- _REQUIRED ACTION_
Without changing anything, set down every line shown below.

- _Data excerpts_
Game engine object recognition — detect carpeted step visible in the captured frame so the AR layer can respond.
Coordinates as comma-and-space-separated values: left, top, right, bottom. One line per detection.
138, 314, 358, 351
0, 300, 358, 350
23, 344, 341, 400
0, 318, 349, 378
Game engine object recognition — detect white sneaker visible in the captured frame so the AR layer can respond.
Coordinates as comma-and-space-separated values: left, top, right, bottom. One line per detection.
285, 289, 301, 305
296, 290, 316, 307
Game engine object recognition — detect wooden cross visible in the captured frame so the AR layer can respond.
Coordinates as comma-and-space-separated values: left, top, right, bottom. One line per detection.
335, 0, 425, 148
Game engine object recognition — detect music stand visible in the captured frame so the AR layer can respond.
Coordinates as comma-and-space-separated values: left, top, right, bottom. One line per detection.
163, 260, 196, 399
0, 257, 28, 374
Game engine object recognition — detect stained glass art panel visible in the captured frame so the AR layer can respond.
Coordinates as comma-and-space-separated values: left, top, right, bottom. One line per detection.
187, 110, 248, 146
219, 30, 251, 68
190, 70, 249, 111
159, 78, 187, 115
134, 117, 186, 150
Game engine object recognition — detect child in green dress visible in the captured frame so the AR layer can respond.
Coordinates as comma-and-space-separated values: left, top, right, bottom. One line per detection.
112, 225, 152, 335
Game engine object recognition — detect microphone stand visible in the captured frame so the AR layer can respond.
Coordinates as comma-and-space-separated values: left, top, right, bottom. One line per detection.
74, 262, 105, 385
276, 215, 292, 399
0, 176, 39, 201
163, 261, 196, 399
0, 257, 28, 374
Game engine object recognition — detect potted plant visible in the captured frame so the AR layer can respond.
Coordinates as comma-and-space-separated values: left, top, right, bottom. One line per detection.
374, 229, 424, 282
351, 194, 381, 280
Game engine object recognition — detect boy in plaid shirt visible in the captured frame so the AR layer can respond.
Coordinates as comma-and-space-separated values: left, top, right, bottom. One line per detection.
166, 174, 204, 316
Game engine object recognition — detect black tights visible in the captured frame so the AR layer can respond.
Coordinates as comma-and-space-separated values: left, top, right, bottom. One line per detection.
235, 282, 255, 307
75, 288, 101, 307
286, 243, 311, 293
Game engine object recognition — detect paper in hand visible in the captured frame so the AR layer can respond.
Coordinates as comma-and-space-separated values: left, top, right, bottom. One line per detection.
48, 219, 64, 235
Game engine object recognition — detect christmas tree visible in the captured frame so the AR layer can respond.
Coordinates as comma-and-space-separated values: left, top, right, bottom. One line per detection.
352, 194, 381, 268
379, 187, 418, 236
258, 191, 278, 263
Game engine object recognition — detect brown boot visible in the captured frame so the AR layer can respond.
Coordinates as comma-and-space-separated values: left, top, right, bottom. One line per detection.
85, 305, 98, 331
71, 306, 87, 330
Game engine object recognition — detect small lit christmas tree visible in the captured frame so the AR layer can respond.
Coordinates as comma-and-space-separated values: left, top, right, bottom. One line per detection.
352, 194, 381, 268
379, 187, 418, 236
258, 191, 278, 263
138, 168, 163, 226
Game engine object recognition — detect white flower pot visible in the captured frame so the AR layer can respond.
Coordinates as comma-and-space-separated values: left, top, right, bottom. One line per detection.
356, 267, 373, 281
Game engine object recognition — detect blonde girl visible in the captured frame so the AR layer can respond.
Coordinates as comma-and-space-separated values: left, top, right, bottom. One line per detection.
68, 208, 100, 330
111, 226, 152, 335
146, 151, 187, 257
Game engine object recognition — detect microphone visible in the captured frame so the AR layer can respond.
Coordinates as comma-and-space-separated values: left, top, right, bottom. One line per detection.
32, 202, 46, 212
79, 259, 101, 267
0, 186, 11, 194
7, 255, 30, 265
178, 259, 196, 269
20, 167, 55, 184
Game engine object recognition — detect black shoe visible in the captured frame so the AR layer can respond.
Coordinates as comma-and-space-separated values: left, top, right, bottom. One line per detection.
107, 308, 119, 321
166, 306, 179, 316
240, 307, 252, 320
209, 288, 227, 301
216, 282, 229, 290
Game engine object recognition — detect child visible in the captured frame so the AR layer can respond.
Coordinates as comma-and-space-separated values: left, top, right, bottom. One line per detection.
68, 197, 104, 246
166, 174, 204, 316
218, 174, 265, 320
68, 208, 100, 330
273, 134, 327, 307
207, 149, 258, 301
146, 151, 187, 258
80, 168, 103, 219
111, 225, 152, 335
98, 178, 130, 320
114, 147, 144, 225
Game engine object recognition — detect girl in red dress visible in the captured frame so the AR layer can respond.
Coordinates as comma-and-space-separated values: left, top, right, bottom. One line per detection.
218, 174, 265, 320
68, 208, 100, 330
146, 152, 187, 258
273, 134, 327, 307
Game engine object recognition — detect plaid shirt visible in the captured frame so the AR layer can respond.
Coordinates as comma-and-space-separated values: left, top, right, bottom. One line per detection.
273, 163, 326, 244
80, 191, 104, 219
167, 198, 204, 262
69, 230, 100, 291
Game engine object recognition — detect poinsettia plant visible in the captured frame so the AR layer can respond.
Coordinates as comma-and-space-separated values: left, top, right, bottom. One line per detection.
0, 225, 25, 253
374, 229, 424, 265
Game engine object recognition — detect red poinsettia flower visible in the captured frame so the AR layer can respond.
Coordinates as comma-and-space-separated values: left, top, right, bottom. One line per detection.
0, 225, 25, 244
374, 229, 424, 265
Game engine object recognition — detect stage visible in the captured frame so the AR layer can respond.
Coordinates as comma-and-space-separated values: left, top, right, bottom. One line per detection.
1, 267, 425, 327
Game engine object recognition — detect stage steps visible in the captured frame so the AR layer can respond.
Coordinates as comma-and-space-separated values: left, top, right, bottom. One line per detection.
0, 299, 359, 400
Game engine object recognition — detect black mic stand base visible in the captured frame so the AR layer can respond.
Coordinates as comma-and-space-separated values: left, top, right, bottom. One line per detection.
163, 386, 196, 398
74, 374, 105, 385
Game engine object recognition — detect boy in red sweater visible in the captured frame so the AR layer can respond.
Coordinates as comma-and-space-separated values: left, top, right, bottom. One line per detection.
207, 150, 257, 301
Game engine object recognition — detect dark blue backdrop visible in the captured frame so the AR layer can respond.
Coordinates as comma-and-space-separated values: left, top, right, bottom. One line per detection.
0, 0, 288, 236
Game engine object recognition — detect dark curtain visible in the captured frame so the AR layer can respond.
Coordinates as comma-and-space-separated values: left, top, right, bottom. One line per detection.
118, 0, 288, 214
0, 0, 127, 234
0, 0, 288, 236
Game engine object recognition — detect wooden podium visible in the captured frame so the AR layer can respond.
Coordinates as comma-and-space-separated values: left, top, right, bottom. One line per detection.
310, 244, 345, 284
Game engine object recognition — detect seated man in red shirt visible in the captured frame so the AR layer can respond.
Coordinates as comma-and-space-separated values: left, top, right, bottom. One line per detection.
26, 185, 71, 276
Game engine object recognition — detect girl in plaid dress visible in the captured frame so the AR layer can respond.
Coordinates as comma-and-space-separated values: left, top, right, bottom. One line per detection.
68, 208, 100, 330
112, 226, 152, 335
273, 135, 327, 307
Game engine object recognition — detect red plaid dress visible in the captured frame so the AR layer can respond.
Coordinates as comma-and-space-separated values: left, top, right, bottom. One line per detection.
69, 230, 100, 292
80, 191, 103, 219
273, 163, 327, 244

- _ANSWER TO THIS EXERCISE_
Game engine object recognition — detect carpeted step visible in the captured frame so the AR layer can respond.
Coordinates as comma-and-space-separated values: left, top, right, bottom. One line per detection.
138, 314, 358, 351
0, 300, 358, 350
23, 344, 341, 400
0, 318, 349, 378
Game engine object recognition — detect white sneaker visible in the captured frame so the AR layer can respond.
Coordinates as comma-and-space-separated values: left, top, right, bottom. One line per detection.
285, 289, 301, 305
296, 290, 316, 307
Game engine object recognition — detect wooden cross visible in the captured frame so the AR layer can respond.
Coordinates as comma-and-space-separated values: left, top, right, bottom. One line per detection.
335, 0, 425, 148
Game engine object recognition — detect music stand visible in the captured frame so the AR layer can respond.
Coordinates as comma-and-space-separated values: left, top, right, bottom. One line per detection.
163, 260, 196, 399
0, 257, 28, 374
Game engine object recognition — detect stained glass art panel visible in the captured frame so the AR layer can respond.
Coordinates as comma-and-space-separated values: left, top, right, bottom. One line per detection.
187, 110, 248, 146
219, 30, 251, 68
190, 70, 249, 111
159, 78, 187, 115
134, 117, 186, 150
Game engine object recognition — detect child in green dress visible in the captured frame so the AR layer can respond.
Coordinates as comma-and-space-separated values: left, top, right, bottom. One line per detection.
112, 225, 152, 335
Game engine object recognition — detect microphone stand visible in the captured frame so the AR layer can respond.
Coordinates as comma-and-space-separated values: left, top, right, bottom. One line per detection.
74, 262, 105, 385
276, 215, 292, 399
0, 176, 39, 201
163, 261, 196, 399
0, 257, 28, 374
Game engine object recognition — detect potted plant visible in the captured frame so the AR layer can respond.
Coordinates as comma-and-space-separated values: left, top, right, bottom. One line per detection.
374, 229, 424, 282
351, 194, 381, 280
Game engine object recognition — detect boy in plaid shirt visible in the captured frame so the AR layer can respond.
Coordinates as comma-and-space-separated values: left, top, right, bottom. One line per detection.
166, 174, 204, 316
Game engine object recognition — detect black tights visible in the captured frame so the AR layer can respond.
Coordinates as comma-and-space-separated values: left, top, right, bottom. One line per detection.
235, 282, 255, 307
75, 288, 101, 307
286, 243, 311, 293
Game engine object recognition — detect paper in hand visible in the captured frame so the AR layer can respond.
Coordinates as comma-and-space-separated values: left, top, right, bottom. One line per detection.
48, 219, 64, 235
Game engine object recognition — detect christmas tree visible in the captured frame so the AR layer can respond.
Coordinates as comma-and-space-separated values: left, top, right, bottom. One line per detection.
352, 194, 381, 268
379, 187, 418, 236
258, 191, 278, 263
Game engine object recognition — detect brown boot visible in the captured frame so the AR layer can respond.
Coordinates as comma-and-space-separated values: left, top, right, bottom. One line per detection.
85, 305, 98, 331
71, 306, 87, 330
Game engine object recognition — detect small lit christmas tree visible in the captured frame so the AR layer can respond.
Coordinates as comma-and-space-separated values: left, top, right, bottom. One line per detection.
352, 194, 381, 268
379, 187, 418, 236
258, 191, 278, 263
138, 168, 163, 226
Game engine object recognition — detect white flower pot visible in the captured frame so the AR layer can respond.
Coordinates as comma-and-space-separated values: left, top, right, bottom. One line per detection.
356, 267, 373, 281
Game engine object recognition — detect blonde girl visible in the captured frame so the AR layer can respond.
Coordinates as comma-and-space-separated values: left, top, right, bottom. One line per detection.
68, 208, 100, 330
111, 226, 152, 335
146, 151, 187, 257
Game engine object recognition — detect microphone visible in the captured frame so the AR layer can respond.
Coordinates as comma-and-space-separated values: left, top, right, bottom. One line per detection.
32, 202, 46, 212
79, 259, 101, 267
0, 186, 11, 194
7, 255, 30, 265
178, 259, 196, 269
20, 167, 55, 184
Game engine object recognition — detect black shoe visible in the captured frame so the AR layer can respond.
Coordinates as comma-and-space-separated values: left, top, right, bottom. One line per detection.
107, 308, 119, 321
166, 306, 179, 316
240, 307, 252, 320
209, 288, 227, 301
216, 282, 229, 290
Game engine object recognition — detect child visible in the captured frame so the AR layer can respond.
Coordinates as comma-and-space-separated values: left, top, right, bottom. One line per detection.
68, 197, 104, 246
166, 174, 204, 316
218, 174, 265, 320
68, 208, 100, 330
273, 134, 327, 307
207, 149, 258, 301
146, 151, 187, 258
80, 168, 103, 219
111, 225, 152, 335
98, 178, 130, 320
114, 147, 144, 225
Game engine object recognition — detect girl in red dress visible in the captured frame so the AR layer can respond.
Coordinates as comma-and-space-separated values: left, top, right, bottom. One line per detection.
218, 174, 265, 320
68, 208, 100, 330
146, 152, 187, 258
273, 134, 327, 307
Game engine object recognition — detect plaid shirt visible in the captured frame so the AR layer can respond.
Coordinates as comma-and-space-separated values: left, top, right, bottom. One line per detection.
273, 163, 326, 244
80, 191, 104, 219
167, 198, 204, 262
69, 230, 100, 291
Game engine object recognition — detect poinsettia plant visible in the captured frame so the AR layer can respond.
Coordinates as comma-and-space-separated values: left, top, right, bottom. One line per detection.
0, 225, 25, 253
374, 229, 424, 265
Game engine object recognition — detect red poinsettia flower visible in the captured frame so the AR layer can respond.
Coordinates as comma-and-space-separated values: left, top, right, bottom. One line per detection.
0, 225, 25, 244
374, 229, 424, 265
Game engine object recognition — detect stage visible in the captured frame so the AR layer can respond.
Coordinates as comma-and-space-separated values: left, top, right, bottom. One line per detection.
1, 267, 425, 327
Game engine object recognition — detect stage steps visible in the captured frame so the AR layer can respond.
Coordinates as comma-and-space-separated values: left, top, right, bottom. One line per detection.
0, 299, 359, 400
Game engine object recognition — detect black mic stand base visible in the captured frame so the AR layer can respond.
Coordinates as comma-and-space-separated values: left, top, right, bottom. One line per detection.
163, 386, 196, 398
74, 374, 105, 385
Game engine object recognition — detect boy in red sweater visible in the captured frame so the AR layer can respond.
Coordinates as comma-and-space-separated values: left, top, right, bottom. One line per detection.
207, 150, 257, 301
Game engine object recognition — detect dark blue backdrop visible in the captured frame so the AR layer can respond.
Coordinates as comma-and-space-separated values: left, top, right, bottom. One line per detection.
0, 0, 288, 236
Game engine object recognition — detect dark curtain visible in the captured frame so the AR layer can respond.
Coordinates as comma-and-space-separated values: left, top, right, bottom. One line per detection.
118, 0, 288, 214
0, 0, 127, 234
0, 0, 288, 236
Game engine object recognition — detect wooden podium visible in the captured frame so the AR layer can respond.
Coordinates as comma-and-space-separated values: left, top, right, bottom. One line per detection.
310, 244, 345, 284
Game engine object recognition — detect seated man in red shirt visible in the captured frame so the AR layer can respond.
Coordinates as comma-and-space-separated values: left, top, right, bottom. One line per detection.
26, 185, 71, 276
Game engine object recognition — detect girl in plaid dress visible in the captured frame so the AR layer can respond.
Coordinates as comma-and-space-separated values: left, top, right, bottom. One line per detection.
68, 208, 100, 330
112, 226, 152, 335
273, 135, 327, 307
Game engine object recognition — detect red plaid dress visible in the captured frame so the AR layer can respond.
Coordinates as comma-and-space-separated values: left, top, right, bottom. One line per detection.
69, 230, 100, 292
80, 191, 103, 219
273, 163, 327, 244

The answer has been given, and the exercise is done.